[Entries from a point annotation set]

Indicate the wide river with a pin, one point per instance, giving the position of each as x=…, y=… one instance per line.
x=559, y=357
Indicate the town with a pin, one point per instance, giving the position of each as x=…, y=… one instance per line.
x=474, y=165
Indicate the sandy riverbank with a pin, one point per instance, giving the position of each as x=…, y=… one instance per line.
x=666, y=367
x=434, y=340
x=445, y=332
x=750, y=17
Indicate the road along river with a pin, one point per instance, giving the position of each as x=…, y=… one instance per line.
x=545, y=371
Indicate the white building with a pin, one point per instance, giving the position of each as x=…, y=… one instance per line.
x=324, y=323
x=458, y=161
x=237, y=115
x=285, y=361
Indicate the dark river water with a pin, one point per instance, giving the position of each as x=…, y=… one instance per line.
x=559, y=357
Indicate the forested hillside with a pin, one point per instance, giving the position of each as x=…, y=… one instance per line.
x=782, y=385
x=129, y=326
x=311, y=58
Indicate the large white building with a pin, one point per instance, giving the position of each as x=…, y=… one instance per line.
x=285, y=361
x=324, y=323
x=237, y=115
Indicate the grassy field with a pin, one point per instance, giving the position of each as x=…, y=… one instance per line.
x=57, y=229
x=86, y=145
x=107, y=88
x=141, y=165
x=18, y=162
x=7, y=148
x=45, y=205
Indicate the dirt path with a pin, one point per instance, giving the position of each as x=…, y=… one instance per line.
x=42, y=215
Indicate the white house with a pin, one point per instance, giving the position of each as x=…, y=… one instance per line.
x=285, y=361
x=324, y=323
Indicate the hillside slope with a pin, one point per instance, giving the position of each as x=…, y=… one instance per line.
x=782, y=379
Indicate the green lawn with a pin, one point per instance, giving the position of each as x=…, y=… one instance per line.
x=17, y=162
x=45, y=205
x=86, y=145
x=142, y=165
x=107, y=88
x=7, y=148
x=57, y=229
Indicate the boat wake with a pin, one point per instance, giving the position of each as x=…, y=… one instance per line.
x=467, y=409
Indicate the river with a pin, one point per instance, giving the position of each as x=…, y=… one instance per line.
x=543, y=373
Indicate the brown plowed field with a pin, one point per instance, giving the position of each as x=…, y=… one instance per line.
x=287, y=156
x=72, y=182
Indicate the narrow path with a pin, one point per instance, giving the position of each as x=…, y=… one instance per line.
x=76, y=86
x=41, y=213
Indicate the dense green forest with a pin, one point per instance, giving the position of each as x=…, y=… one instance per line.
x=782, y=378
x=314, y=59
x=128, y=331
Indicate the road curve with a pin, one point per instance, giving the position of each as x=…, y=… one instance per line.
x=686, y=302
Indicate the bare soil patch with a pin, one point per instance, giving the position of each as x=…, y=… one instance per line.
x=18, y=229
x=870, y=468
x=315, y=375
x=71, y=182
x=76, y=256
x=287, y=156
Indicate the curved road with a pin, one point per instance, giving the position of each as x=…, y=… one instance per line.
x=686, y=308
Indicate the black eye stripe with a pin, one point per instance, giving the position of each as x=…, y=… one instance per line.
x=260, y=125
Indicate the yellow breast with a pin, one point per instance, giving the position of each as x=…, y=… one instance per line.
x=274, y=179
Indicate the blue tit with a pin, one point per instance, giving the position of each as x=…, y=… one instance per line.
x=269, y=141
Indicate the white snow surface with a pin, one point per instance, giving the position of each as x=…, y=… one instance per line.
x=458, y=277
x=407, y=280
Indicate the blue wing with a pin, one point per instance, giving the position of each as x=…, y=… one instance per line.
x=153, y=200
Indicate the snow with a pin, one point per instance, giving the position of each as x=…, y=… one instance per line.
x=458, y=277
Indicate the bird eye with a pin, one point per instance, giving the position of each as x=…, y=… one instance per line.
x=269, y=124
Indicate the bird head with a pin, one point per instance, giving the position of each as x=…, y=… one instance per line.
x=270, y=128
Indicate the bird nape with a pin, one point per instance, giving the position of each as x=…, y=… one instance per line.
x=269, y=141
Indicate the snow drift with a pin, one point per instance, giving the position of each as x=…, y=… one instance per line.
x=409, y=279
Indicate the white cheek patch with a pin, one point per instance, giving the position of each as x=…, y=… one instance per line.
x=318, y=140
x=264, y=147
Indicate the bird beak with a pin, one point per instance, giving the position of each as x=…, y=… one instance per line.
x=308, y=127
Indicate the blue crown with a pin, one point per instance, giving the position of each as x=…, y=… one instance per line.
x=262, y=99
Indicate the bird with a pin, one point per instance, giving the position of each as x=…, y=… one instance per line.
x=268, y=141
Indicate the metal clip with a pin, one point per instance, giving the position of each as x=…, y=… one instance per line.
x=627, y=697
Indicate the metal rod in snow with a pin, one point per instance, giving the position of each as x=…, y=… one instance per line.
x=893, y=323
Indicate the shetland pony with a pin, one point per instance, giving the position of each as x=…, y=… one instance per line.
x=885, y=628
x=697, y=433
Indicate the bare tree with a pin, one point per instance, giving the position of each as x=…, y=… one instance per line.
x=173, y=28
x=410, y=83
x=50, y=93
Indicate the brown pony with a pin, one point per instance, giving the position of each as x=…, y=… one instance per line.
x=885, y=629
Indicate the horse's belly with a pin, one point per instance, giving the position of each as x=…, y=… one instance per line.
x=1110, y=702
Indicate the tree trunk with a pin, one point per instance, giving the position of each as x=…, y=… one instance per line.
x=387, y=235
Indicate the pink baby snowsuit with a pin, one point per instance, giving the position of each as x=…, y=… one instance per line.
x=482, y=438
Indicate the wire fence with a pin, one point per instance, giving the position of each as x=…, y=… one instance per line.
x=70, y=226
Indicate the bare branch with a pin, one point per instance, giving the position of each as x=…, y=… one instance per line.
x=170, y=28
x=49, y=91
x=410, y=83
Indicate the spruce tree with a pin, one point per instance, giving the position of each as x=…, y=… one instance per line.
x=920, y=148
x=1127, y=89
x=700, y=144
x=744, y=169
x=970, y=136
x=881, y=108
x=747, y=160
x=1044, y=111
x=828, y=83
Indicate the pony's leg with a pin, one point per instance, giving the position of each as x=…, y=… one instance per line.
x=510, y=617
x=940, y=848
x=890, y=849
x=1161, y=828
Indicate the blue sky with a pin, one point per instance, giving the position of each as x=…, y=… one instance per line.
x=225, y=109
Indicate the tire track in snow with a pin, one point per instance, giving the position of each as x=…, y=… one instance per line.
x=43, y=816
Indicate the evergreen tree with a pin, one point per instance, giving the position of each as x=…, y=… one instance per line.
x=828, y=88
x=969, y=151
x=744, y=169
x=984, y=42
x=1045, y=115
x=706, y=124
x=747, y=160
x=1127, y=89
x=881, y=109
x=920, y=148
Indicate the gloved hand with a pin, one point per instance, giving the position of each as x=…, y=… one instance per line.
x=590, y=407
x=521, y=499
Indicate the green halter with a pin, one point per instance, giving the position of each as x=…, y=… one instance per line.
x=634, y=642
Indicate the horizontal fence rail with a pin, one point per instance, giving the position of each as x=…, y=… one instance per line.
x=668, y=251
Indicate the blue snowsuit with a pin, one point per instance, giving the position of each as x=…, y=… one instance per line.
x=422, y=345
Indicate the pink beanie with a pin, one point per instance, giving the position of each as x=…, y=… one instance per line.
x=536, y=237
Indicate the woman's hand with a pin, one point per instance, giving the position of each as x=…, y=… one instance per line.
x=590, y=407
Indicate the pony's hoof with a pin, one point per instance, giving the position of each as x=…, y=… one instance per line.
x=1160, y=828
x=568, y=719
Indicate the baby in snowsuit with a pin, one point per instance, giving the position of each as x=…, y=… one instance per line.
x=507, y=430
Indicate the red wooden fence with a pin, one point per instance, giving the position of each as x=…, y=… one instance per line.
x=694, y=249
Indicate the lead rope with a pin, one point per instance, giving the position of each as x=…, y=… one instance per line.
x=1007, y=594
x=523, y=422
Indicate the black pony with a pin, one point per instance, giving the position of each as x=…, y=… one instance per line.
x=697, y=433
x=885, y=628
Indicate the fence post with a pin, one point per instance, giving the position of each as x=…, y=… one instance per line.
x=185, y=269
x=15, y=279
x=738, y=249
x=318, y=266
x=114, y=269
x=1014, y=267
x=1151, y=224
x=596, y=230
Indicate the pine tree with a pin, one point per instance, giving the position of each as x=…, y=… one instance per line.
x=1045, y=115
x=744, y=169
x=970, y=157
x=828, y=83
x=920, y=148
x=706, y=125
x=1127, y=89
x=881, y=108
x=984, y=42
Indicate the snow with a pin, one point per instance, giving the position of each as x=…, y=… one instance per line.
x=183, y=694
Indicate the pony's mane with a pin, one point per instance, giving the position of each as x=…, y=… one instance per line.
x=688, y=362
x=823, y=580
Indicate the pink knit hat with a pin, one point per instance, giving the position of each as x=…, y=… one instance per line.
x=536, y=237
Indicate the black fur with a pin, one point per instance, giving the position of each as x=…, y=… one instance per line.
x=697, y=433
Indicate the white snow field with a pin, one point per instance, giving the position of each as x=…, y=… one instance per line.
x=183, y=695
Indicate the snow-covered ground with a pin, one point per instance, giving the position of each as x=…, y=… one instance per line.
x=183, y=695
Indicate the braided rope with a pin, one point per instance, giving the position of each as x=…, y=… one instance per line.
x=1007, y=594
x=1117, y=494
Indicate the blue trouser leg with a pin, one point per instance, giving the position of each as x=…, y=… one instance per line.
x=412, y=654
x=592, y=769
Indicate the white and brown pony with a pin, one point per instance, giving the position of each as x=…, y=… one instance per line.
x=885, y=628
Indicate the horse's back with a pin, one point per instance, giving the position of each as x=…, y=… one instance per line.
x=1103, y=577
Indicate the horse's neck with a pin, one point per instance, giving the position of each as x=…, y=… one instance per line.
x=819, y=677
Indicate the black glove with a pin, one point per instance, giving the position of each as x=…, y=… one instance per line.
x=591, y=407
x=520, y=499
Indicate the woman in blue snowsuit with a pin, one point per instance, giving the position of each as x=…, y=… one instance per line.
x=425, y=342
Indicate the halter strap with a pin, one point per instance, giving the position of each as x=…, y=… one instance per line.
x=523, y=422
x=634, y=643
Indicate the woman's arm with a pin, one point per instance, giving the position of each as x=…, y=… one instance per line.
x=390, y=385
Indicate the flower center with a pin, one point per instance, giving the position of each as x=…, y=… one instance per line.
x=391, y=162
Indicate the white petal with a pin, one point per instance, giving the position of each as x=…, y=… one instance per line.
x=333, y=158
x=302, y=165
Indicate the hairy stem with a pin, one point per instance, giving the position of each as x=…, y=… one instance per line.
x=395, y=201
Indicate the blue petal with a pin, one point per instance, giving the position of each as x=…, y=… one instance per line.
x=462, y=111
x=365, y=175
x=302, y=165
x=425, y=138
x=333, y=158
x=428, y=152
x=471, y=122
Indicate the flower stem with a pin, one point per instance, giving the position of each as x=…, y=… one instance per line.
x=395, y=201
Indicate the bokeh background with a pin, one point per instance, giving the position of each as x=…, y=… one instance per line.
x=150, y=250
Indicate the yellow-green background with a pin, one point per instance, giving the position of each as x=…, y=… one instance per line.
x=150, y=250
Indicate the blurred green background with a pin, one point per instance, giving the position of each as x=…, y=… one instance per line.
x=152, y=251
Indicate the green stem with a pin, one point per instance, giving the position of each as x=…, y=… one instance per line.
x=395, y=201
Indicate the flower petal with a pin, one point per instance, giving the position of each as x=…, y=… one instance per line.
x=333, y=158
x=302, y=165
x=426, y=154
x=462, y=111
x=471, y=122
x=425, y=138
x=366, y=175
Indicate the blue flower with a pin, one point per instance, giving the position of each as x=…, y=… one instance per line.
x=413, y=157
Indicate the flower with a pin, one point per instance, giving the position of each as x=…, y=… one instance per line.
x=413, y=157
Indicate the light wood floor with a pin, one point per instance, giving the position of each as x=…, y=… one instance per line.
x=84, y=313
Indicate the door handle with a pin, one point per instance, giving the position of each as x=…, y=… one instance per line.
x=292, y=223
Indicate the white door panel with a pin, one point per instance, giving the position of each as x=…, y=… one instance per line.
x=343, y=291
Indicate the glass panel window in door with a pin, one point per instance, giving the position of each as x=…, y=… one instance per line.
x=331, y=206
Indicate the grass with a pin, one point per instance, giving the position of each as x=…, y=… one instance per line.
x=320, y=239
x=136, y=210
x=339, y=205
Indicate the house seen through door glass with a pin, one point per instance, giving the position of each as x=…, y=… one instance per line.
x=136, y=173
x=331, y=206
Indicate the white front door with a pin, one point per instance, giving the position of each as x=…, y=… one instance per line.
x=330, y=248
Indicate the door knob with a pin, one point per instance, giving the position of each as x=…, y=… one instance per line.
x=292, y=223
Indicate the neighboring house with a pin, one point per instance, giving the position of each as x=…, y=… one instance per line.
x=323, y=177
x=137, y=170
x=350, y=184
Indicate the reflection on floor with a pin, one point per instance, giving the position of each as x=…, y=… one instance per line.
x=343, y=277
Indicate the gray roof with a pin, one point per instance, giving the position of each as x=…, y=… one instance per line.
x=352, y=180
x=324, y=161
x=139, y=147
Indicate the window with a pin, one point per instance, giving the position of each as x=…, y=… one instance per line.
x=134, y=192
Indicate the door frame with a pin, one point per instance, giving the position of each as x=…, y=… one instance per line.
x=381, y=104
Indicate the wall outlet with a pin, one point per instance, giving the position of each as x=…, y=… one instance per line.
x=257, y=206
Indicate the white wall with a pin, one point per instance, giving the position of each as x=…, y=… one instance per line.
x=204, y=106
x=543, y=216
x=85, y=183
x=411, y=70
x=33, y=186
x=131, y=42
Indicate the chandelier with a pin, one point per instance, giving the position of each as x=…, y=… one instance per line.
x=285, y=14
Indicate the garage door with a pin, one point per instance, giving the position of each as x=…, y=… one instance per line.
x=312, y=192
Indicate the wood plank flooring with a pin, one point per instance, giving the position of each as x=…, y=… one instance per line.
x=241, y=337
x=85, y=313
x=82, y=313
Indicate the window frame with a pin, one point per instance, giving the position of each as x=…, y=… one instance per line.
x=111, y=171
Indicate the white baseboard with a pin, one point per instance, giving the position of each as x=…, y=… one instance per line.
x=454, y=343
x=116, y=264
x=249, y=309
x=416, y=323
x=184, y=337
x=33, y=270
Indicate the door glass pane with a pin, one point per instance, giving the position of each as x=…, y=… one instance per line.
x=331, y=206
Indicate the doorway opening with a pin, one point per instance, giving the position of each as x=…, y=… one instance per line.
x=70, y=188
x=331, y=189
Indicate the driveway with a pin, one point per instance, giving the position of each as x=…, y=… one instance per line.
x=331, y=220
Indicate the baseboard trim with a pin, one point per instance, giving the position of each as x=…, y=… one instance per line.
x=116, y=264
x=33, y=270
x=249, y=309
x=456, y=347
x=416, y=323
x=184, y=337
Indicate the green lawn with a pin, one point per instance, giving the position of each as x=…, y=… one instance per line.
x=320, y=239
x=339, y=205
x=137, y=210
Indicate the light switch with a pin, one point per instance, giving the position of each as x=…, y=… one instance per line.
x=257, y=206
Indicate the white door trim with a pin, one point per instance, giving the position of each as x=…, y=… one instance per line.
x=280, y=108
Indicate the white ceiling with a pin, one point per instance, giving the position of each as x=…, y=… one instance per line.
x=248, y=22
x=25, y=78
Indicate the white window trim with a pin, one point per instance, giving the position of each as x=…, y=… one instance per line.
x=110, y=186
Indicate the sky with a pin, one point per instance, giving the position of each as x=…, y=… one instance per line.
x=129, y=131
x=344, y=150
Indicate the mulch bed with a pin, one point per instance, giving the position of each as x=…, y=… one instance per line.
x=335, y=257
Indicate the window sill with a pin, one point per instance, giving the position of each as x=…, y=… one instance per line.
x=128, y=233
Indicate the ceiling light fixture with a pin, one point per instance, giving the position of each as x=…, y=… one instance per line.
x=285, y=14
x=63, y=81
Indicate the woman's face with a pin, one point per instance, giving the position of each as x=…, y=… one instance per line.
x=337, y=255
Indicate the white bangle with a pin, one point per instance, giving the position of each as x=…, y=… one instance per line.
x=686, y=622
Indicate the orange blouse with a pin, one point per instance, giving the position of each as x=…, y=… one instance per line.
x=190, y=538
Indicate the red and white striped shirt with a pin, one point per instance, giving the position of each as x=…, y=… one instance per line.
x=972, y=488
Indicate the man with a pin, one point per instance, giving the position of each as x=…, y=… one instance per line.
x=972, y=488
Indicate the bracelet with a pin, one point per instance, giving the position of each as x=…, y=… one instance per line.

Exercise details
Arrange the listing above as a CSV with the columns text and answer, covering everything from the line containing "Indicate the white door trim" down to and including the line containing "x=686, y=622", with one row per text. Put each text and its answer in a single quoted field, turning any line breaks into spaces.

Result of this task
text,answer
"Indicate the white door trim with a pin, one point per instance, giving the position of each as x=…, y=… one instance per line.","x=280, y=108"
"Indicate the white ceiling with a pin, one point per instance, giving the position of each as x=…, y=… one instance per line.","x=248, y=22 x=25, y=78"
"Indicate the white window trim with a pin, one point per instance, giving the position of each as x=…, y=… one instance per line.","x=110, y=186"
"Indicate the sky with a pin, one point per instance, giving the position of each as x=…, y=… one instance per line.","x=129, y=131 x=344, y=150"
"Indicate the mulch bed with a pin, one point per instance, giving the position of each as x=…, y=… one instance per line.","x=335, y=257"
"Indicate the window sill with a pin, one point per instance, giving the position of each as x=…, y=… one instance per line.","x=128, y=233"
"Indicate the ceiling light fixture with a pin, one point per instance, giving the position of each as x=…, y=… one instance per line.","x=285, y=14 x=63, y=81"
"Indicate the woman's face with a pin, one point per instance, giving the position of each as x=…, y=… one instance per line.","x=337, y=255"
"Indicate the white bangle with a pin, one point per instance, giving the position of each as x=…, y=… one instance per line.","x=686, y=622"